• **Actions to take**:
1) According to the comments about children's questions, why does the writer expect to do a Finland project soon?
2) In the comments about children's questions, what are all the sources the first writer names for finding answers with the six-year-old?

Wow what a great post, one of my daughters pretty much wants to find all her own answers, she is highly gifted and knows more than me by a long shot LOL (she is ten and alot of what she is doing in history and LA is at a high school level now) my six year old is a momma's girl and we plunder threw lifes questions together, trying to find answers in books on very occationaly on the internet. In rare situations we will watch a DVD if it goes with a huge intrest but for the most part that box stay off in my home ;)
My six year old is currently asking alot of questions about Moomins and Snork Maidens (a series of boos from Finland in the 1940's-1970's) we are reading them, loving them and talking about them, non-stop. I think we will do a Finland project from it soon :)

Kerryanne Cummins said...

Funny you should post this now...we just had a funny and very unexpected conversation about where babies come from, because of one of these "questions"..

• **Records from a collection**:
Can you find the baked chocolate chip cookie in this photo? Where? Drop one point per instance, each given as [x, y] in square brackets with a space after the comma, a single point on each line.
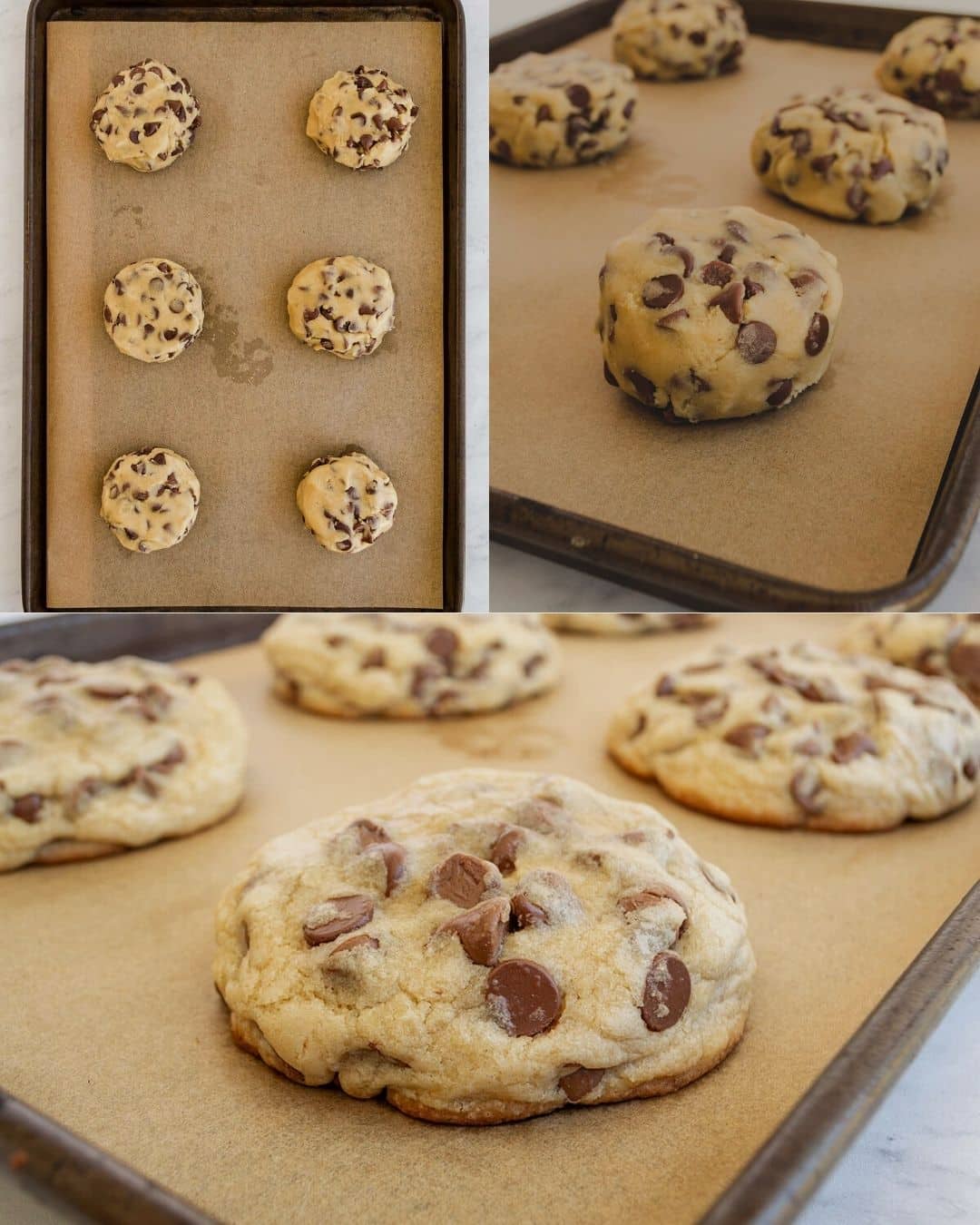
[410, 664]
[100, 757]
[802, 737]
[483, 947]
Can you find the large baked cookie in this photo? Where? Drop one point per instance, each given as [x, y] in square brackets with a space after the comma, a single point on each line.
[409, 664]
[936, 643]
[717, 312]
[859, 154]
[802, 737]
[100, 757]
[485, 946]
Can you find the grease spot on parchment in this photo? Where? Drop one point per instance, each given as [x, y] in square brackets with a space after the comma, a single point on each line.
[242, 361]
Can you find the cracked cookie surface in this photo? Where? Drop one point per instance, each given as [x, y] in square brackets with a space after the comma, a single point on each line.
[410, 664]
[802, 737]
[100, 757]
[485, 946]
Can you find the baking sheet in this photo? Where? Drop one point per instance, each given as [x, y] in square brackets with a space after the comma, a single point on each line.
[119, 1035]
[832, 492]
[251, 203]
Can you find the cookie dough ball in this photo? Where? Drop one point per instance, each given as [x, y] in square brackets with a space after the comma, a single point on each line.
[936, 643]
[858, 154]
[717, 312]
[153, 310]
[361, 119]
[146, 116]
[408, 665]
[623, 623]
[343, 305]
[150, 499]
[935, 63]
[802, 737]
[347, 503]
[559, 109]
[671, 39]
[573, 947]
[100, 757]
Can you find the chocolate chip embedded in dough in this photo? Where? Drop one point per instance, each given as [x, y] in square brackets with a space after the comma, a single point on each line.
---
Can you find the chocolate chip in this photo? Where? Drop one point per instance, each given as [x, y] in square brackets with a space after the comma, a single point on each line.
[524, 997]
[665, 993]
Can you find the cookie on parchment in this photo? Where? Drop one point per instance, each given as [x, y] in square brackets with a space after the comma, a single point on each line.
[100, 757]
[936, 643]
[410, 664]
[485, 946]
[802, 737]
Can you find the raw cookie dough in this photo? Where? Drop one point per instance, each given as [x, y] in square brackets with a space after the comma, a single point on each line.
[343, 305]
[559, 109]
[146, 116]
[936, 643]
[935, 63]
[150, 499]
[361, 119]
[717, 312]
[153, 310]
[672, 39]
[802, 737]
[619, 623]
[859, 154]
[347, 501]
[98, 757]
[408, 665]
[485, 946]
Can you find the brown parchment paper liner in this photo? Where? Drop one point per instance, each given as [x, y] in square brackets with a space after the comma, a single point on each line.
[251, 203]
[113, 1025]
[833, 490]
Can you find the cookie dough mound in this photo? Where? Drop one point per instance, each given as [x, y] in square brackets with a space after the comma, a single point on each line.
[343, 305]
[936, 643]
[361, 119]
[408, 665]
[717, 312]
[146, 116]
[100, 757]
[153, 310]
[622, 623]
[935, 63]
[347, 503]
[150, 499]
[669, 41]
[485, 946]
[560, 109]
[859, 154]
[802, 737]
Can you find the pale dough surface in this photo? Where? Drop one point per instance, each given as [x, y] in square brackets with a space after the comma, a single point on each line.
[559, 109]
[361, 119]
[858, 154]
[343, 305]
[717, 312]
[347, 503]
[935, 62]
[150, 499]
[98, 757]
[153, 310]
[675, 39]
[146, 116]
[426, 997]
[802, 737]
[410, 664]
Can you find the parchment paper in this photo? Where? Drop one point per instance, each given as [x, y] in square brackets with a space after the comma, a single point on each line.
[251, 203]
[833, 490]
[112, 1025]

• **Final answers**:
1) The writer's six-year-old is asking many questions about Moomins and Snork Maidens, a series from Finland. The two of them are reading, loving, and talking about it nonstop, so a Finland project would grow out of that.

2)
- Books
- The internet
- A DVD